→ YOUR INSTRUCTIONS
Exactly reproduce the lines from the line containing "Where can the dark window" to the end of the data below, inclusive, and nothing else.

→ EXERCISE INPUTS
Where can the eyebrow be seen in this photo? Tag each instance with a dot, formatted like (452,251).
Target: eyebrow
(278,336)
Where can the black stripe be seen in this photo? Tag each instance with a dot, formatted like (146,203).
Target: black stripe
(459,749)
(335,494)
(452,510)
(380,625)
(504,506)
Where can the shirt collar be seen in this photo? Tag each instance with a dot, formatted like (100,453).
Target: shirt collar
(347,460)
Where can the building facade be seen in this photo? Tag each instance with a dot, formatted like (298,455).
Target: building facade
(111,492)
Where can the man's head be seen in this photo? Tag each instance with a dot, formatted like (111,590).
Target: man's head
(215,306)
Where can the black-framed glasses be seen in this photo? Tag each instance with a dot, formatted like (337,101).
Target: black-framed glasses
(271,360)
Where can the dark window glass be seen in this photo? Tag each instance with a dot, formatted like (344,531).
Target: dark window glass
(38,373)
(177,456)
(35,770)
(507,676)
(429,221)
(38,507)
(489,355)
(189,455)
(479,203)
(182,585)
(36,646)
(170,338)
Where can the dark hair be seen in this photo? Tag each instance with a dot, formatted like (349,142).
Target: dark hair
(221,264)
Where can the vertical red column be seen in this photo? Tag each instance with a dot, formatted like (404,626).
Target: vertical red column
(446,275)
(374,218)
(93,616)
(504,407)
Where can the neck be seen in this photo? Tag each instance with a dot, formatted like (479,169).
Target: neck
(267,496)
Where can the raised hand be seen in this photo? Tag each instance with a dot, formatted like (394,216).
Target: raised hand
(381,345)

→ ANSWER TO THIS PROBLEM
Where can the dark window glass be seen in this photo? Tag each instance with a dot, formatted like (344,531).
Target: dark window glass
(38,373)
(177,456)
(35,770)
(507,676)
(429,221)
(38,507)
(489,355)
(189,455)
(479,203)
(182,585)
(36,646)
(170,338)
Where can the dark hair be seen in this photo? Tag each instance with a dot, formatted like (349,142).
Target: dark hair
(221,264)
Where can the vertical red column be seen in this photo? Tag each instance with a dot, formatted like (404,626).
Target: vertical red column
(446,275)
(374,218)
(93,616)
(504,407)
Where can the neck be seen in this photo? Tag each instance with a dot, formatted like (479,169).
Target: neck
(267,496)
Where can the raised hand be seen in this photo? Tag each instance with a dot, formatted like (394,216).
Target: raised hand
(381,345)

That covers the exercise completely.